#### [Extract to read]

****************************************

As a machine learning practitioner, there was one graphic that stayed with me more than any other in 2016, and not because it delighted me. The Gartner Hype Cycle for Emerging Technologies 2016 was trending on social media. Every technology wonk, people whom I greatly respect, was posting, commenting and retweeting that graphic. I couldn’t help but notice that my field of work, machine learning, was perched, ingloriously, at the very pinnacle of the cycle.
At the time that it seemed at least one out of every ten entries on my Twitter feed made reference to this ignominious infographic, I was working for several companies, implementing these self-same technologies in their enterprises and growing almost giddy at the ease with which we were able to do things faster and better. I was left with a feeling of great unease that, like all episodes of cognitive dissonance, spurs one on to resolve the contradiction. It seemed my experience was at odds with that of the people in the know.
In resolving this seeming paradox, I came to the conclusion that two very different technological perspectives are at play here. They conspire to create what amounts to a disjointed view, of a key technology, that threatens to leave enterprises literally behind the curve.

****************************************

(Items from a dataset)
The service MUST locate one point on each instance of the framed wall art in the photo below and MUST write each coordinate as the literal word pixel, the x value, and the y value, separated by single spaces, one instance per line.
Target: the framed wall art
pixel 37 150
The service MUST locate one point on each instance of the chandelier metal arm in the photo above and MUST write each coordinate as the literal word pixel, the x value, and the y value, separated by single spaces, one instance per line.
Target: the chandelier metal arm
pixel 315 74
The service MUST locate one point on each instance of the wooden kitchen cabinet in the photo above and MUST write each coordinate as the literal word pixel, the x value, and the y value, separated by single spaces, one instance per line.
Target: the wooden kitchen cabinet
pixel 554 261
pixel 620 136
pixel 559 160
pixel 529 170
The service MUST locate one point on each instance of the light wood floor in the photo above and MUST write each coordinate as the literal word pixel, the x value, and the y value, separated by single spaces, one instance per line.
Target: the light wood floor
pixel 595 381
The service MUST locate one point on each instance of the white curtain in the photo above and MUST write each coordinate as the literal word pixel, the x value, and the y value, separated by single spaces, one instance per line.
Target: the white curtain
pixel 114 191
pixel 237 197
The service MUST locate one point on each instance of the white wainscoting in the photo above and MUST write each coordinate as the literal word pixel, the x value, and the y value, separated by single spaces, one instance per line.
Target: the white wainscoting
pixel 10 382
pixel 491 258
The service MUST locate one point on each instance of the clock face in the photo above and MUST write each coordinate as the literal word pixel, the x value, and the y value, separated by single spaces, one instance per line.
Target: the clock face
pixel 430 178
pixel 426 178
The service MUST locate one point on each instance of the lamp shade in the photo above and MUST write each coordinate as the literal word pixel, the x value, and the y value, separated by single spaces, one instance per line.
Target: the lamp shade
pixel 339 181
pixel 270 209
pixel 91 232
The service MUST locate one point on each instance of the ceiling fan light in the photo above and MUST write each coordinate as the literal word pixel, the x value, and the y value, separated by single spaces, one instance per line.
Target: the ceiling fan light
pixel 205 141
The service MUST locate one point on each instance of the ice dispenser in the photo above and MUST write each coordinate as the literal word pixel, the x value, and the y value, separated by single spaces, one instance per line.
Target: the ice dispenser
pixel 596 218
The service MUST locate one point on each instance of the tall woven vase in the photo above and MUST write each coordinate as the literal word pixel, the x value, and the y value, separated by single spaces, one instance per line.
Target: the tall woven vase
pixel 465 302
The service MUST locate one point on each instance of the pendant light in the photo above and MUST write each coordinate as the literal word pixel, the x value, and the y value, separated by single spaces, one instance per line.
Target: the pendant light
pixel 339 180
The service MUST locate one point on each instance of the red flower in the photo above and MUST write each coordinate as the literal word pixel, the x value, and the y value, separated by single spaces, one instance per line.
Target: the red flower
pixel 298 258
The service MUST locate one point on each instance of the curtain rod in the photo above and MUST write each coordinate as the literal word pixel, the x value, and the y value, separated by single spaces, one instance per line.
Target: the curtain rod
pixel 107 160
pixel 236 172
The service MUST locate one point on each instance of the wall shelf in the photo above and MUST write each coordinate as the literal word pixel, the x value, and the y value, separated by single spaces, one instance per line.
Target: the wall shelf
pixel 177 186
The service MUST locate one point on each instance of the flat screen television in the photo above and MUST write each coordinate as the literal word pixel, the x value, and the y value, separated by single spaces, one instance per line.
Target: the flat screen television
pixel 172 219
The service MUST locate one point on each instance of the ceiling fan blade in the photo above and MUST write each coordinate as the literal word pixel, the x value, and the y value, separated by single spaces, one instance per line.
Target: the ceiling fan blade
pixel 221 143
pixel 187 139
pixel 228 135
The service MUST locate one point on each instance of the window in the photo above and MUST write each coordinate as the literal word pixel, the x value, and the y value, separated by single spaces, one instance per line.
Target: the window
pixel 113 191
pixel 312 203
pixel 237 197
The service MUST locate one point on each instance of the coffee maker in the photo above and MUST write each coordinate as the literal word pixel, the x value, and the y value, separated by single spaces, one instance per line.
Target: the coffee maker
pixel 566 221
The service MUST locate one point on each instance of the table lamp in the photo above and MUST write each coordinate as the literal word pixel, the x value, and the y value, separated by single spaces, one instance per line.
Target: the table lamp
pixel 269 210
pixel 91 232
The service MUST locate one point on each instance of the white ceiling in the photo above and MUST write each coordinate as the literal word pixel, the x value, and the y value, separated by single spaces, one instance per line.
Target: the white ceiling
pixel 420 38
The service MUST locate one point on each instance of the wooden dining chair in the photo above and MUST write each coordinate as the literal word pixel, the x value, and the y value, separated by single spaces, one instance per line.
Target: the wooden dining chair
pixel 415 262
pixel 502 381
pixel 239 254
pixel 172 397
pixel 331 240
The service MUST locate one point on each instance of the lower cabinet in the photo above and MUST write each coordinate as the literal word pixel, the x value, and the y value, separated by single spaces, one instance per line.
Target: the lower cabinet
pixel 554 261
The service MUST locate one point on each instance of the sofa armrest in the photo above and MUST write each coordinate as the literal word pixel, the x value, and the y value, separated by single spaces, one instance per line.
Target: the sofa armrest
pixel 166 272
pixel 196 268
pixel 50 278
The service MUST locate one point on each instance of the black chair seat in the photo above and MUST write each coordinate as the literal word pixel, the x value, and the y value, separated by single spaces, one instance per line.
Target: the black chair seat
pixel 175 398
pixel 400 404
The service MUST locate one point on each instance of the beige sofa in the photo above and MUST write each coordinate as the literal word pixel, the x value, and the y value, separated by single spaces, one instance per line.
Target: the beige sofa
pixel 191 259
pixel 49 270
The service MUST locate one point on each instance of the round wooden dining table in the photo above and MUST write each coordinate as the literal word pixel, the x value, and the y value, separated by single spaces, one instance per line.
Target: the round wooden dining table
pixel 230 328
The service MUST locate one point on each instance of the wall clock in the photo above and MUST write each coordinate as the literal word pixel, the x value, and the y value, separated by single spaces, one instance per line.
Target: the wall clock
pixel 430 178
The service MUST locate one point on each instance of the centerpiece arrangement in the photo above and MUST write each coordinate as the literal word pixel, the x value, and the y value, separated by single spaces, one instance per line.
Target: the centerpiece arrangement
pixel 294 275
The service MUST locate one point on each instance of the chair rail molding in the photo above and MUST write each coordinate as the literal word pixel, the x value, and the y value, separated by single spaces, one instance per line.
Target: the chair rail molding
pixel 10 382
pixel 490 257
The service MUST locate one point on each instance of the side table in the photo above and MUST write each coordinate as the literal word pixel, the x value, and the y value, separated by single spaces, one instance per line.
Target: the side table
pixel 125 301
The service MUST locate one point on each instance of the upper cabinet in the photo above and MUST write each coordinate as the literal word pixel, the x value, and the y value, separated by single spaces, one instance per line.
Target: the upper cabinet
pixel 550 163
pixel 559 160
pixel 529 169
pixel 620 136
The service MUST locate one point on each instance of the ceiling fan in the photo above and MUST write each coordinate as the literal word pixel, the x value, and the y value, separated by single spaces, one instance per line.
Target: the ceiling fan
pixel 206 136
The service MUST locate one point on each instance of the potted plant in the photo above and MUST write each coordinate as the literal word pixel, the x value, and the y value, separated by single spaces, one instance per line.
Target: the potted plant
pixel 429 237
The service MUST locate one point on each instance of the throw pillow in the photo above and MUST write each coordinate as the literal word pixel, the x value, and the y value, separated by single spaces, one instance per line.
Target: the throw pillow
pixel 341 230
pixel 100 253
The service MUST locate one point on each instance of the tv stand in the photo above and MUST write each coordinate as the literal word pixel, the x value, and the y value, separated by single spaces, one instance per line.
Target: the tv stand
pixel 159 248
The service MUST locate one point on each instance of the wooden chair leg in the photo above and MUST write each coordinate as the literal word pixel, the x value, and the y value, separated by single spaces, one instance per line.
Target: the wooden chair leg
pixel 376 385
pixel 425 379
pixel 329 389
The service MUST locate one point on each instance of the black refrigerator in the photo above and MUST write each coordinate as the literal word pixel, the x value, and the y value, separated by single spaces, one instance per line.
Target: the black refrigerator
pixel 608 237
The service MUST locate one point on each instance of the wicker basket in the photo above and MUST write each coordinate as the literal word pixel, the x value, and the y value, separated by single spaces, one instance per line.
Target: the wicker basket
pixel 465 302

****************************************

#### [The exercise]
In the passage on the Gartner Hype Cycle, where on the 2016 cycle did machine learning sit? The lines above are separate material and have no connection to the passage on the Gartner Hype Cycle.

#### [Solution below]
Machine learning sat at the very pinnacle of the cycle.